**Exercise description**
Copy out the records below word for word, starting from the very first line and going on through the line with "310L764 294L674 395L563", both ends included.

START Source material

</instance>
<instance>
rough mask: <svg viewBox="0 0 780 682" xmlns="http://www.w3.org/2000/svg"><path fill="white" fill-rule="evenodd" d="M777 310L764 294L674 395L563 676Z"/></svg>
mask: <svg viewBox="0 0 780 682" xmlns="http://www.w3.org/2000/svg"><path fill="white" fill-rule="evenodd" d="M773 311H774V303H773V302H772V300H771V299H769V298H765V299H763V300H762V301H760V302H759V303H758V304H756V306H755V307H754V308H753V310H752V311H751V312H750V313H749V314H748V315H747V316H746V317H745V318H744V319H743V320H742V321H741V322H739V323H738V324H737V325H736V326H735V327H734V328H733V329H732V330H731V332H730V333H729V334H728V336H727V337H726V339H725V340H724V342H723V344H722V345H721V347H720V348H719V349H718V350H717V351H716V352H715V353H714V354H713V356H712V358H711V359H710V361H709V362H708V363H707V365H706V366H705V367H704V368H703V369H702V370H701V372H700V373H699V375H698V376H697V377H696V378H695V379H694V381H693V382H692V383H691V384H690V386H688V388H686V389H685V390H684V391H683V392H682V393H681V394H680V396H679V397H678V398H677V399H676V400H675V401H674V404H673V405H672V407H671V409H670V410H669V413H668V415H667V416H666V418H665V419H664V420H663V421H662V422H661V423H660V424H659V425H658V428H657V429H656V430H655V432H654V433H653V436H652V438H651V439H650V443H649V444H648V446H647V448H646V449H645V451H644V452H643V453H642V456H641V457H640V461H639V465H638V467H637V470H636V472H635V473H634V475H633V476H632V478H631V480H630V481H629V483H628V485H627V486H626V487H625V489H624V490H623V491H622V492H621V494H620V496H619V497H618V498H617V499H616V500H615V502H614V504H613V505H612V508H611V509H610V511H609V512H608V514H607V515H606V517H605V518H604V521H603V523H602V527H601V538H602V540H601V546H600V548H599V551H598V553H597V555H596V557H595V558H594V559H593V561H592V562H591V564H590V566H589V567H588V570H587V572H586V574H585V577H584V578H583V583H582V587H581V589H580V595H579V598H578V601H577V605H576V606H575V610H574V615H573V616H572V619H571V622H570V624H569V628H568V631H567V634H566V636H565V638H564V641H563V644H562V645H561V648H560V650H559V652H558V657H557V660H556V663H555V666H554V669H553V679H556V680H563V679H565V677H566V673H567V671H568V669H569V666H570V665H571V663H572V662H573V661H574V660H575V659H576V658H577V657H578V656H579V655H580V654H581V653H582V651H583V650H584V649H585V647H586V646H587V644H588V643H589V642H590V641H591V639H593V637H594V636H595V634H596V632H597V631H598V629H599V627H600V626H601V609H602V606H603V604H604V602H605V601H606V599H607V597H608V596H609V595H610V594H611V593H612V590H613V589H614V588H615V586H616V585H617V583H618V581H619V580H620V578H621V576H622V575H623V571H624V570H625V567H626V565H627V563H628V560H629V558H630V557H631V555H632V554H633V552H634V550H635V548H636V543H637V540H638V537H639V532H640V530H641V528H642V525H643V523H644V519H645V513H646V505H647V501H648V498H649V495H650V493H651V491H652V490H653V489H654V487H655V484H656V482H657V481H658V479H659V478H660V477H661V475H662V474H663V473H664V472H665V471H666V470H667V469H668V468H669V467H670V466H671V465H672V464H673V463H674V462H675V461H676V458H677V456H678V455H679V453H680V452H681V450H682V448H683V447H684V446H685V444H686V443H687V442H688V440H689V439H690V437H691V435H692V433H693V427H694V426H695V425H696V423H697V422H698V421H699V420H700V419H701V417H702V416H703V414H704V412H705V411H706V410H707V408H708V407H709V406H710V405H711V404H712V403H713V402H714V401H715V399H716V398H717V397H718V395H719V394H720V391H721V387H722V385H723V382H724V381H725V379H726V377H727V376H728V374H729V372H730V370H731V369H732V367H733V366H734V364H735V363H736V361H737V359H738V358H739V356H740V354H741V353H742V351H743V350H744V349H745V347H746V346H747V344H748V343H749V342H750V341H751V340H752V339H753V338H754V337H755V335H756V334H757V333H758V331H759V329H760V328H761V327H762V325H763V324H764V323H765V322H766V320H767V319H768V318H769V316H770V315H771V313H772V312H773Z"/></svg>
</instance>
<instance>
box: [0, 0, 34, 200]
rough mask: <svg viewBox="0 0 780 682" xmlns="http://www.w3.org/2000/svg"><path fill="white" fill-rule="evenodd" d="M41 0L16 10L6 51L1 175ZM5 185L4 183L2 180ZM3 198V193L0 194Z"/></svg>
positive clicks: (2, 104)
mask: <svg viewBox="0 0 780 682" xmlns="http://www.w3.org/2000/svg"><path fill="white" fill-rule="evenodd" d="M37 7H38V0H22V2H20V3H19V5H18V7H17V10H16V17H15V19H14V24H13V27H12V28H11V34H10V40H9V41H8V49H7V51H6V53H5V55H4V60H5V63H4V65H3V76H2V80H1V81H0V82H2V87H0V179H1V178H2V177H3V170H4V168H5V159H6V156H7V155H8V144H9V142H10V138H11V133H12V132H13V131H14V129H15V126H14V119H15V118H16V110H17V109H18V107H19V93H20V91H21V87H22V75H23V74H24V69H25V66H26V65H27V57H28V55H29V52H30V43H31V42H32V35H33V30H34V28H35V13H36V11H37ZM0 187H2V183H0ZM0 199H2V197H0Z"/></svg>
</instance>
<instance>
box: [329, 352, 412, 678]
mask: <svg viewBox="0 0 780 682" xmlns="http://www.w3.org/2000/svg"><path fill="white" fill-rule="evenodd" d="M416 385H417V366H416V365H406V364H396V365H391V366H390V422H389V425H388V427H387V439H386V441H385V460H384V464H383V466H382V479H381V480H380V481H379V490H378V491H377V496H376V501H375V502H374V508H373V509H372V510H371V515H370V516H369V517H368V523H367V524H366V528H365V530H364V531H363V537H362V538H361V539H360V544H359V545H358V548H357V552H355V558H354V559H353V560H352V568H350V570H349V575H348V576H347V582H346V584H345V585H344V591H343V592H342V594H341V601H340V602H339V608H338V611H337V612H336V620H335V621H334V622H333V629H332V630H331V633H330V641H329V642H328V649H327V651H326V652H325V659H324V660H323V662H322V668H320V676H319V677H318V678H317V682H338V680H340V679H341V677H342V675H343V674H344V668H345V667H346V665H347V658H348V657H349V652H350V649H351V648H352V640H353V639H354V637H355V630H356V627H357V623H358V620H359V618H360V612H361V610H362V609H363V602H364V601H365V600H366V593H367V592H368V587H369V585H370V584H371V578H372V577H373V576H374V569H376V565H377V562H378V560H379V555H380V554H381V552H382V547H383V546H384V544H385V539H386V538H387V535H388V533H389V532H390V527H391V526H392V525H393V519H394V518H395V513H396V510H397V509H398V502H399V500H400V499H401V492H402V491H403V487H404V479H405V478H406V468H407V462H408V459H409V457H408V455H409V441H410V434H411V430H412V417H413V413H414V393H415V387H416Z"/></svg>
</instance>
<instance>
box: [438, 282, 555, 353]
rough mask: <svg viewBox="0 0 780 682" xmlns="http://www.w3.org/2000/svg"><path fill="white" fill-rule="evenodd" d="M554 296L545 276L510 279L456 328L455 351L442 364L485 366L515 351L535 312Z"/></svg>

END Source material

**Answer area**
</instance>
<instance>
rough mask: <svg viewBox="0 0 780 682" xmlns="http://www.w3.org/2000/svg"><path fill="white" fill-rule="evenodd" d="M777 310L764 294L674 395L563 676Z"/></svg>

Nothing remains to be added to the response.